Stored records:
--- --- ---

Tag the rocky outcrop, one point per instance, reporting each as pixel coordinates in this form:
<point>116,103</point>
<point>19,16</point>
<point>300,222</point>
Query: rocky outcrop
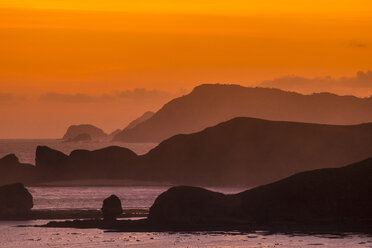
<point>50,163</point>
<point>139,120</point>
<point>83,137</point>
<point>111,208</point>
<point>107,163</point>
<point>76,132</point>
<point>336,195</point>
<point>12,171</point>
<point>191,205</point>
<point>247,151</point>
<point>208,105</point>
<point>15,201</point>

--- --- ---

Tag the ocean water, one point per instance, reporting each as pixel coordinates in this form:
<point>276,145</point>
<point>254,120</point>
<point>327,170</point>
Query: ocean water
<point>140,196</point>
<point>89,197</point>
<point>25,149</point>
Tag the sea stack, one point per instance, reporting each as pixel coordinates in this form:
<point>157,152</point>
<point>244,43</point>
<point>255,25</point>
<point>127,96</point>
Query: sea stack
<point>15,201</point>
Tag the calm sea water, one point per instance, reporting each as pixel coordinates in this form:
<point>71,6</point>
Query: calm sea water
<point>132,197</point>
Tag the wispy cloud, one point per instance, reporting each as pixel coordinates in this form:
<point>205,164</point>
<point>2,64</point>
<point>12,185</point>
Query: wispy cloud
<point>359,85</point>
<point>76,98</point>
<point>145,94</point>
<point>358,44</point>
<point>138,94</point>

--- --- ---

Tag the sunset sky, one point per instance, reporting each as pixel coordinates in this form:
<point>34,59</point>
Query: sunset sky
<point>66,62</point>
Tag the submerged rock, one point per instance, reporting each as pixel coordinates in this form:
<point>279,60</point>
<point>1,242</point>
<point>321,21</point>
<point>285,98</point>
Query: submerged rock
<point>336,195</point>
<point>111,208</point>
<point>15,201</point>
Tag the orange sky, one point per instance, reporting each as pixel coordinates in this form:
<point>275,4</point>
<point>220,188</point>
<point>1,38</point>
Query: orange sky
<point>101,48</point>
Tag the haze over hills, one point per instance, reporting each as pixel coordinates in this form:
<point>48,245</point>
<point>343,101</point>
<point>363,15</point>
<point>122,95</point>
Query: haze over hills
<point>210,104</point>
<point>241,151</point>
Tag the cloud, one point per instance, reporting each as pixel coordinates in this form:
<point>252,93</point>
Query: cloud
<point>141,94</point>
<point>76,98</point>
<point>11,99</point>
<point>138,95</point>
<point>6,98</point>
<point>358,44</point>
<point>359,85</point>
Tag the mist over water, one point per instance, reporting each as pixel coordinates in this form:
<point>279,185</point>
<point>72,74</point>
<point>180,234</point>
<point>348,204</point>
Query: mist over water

--- --- ---

Exercise requirements:
Rescale the data from the line containing "Tag the orange" through the line containing "<point>241,151</point>", writing out only those lines, requests included, with each answer coordinate multiplied by 1.6 and rounded to a whole number, halves up. Leave the sample coordinates inside the requests as they are.

Written solution:
Tag the orange sky, one point per instance, reporting each as pixel coordinates in this form:
<point>275,4</point>
<point>220,188</point>
<point>1,38</point>
Query: orange sky
<point>162,77</point>
Tag the haze over hills, one point per instance, reporting each as pixel coordinates in this form:
<point>48,245</point>
<point>343,101</point>
<point>363,15</point>
<point>122,95</point>
Query: haze over hills
<point>336,166</point>
<point>386,242</point>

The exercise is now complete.